- **TRECHO**:
>>
A sessão da CPMI do INSS desta quinta-feira, 25, foi marcada por confrontos entre parlamentares e o advogado Cleber Lopes, defensor de Antônio Carlos Camilo Antunes, conhecido como “Careca do INSS”. Os episódios levaram à suspensão temporária dos trabalhos e motivaram manifestações de entidades da advocacia.
O primeiro conflito ocorreu pela manhã, quando Antunes afirmou que não responderia às perguntas do relator, deputado Alfredo Gaspar, por ter sido chamado de “bandido”. Nesse momento, Lopes tentou se manifestar, mas foi interrompido pelo deputado Zé Trovão, que levantou-se, aproximou-se do advogado e gritou: “Cala a boca, você não tem direito de falar”. O episódio gerou tumulto e protestos de outros parlamentares.
À noite, antes do encerramento da sessão, houve novo atrito. O deputado Delegado Caveira também ordenou que Lopes “calasse a boca”, retomando o clima de tensão. Diante dos acontecimentos, o presidente da CPMI, senador Carlos Viana, pediu desculpas ao advogado em plenário.
<<
- **DADOS APRESENTADOS**:
>>
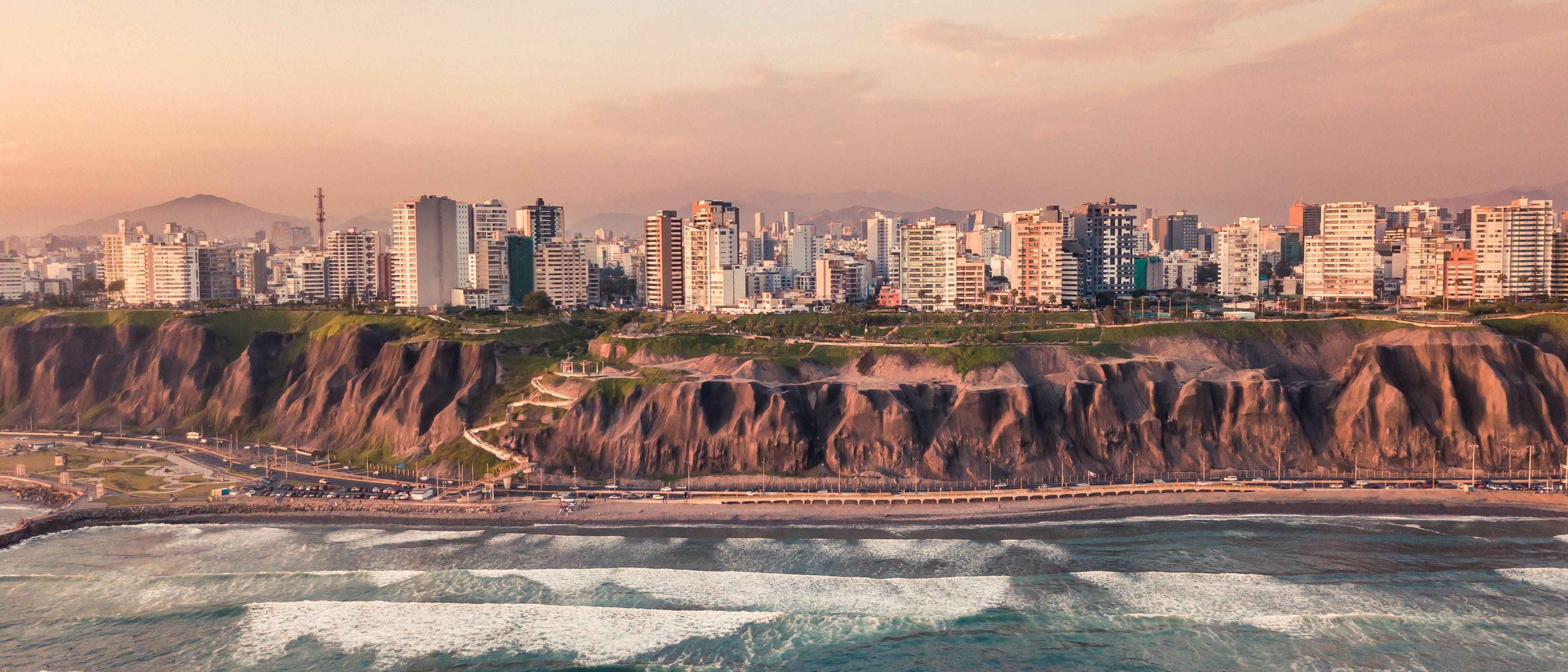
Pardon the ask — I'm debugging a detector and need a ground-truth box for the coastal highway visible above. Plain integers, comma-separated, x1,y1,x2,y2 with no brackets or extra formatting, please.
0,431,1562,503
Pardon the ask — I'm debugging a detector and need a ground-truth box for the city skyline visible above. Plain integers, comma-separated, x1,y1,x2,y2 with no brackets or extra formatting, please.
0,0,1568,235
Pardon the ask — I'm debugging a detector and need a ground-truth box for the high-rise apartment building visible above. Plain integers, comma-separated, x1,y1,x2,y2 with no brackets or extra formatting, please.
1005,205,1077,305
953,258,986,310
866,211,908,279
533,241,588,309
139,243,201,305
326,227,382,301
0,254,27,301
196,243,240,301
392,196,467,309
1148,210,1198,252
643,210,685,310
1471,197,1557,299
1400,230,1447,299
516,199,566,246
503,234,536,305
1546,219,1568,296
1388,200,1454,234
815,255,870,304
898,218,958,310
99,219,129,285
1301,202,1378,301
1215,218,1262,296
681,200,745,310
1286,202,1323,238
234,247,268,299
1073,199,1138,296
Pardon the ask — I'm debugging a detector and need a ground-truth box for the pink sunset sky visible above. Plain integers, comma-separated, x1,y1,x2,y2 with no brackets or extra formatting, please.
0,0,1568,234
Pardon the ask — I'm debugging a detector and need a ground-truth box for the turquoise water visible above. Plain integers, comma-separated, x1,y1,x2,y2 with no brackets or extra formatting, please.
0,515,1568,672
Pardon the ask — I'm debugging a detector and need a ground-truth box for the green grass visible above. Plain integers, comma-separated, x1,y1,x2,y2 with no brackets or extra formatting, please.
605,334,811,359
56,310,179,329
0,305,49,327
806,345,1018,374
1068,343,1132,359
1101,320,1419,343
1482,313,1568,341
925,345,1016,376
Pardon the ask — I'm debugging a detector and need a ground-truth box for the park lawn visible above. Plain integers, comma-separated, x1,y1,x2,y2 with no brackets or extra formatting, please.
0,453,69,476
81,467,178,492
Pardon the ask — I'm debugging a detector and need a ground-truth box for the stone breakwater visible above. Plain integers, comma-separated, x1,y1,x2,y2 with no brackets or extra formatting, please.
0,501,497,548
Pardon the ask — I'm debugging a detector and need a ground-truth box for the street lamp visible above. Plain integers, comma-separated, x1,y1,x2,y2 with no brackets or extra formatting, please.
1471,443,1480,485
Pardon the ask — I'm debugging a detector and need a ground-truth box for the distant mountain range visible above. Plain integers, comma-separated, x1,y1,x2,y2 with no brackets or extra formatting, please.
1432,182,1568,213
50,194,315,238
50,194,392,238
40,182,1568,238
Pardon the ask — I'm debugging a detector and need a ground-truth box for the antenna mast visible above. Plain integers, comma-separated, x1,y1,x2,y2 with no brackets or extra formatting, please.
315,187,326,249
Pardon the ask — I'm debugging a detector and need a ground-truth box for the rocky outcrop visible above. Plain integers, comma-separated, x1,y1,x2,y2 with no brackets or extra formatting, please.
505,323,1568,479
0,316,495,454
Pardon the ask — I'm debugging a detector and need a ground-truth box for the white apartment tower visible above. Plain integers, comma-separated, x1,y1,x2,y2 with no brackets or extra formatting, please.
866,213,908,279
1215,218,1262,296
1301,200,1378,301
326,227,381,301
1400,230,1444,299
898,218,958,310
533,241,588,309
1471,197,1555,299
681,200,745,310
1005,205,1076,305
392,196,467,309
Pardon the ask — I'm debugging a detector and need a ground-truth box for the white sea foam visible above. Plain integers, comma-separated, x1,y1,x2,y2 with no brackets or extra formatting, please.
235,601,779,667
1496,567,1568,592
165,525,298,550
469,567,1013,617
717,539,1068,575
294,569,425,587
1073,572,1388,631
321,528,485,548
<<
- **TAREFAS A REALIZAR**:
1) Transcreva a parte do texto sobre a CPMI do INSS que começa em "A sessão da" e segue até "de outros parlamentares.".
2) Reescreva em forma de lista, com os fatos principais, o parágrafo do texto sobre a CPMI do INSS que começa com "O primeiro conflito ocorreu pela manhã".
3) Segundo o texto sobre a CPMI do INSS, quem pediu desculpas ao advogado em plenário?

- **RESPOSTAS**:
1)
A sessão da CPMI do INSS desta quinta-feira, 25, foi marcada por confrontos entre parlamentares e o advogado Cleber Lopes, defensor de Antônio Carlos Camilo Antunes, conhecido como “Careca do INSS”. Os episódios levaram à suspensão temporária dos trabalhos e motivaram manifestações de entidades da advocacia.
O primeiro conflito ocorreu pela manhã, quando Antunes afirmou que não responderia às perguntas do relator, deputado Alfredo Gaspar, por ter sido chamado de “bandido”. Nesse momento, Lopes tentou se manifestar, mas foi interrompido pelo deputado Zé Trovão, que levantou-se, aproximou-se do advogado e gritou: “Cala a boca, você não tem direito de falar”. O episódio gerou tumulto e protestos de outros parlamentares.

2)
- O primeiro conflito aconteceu pela manhã.
- Antunes disse que não responderia às perguntas do relator, deputado Alfredo Gaspar, por ter sido chamado de "bandido".
- Lopes tentou se manifestar, mas foi interrompido pelo deputado Zé Trovão.
- Zé Trovão se levantou, aproximou-se do advogado e gritou: "Cala a boca, você não tem direito de falar".
- O episódio provocou tumulto e protestos de outros parlamentares.

3) O presidente da CPMI, senador Carlos Viana.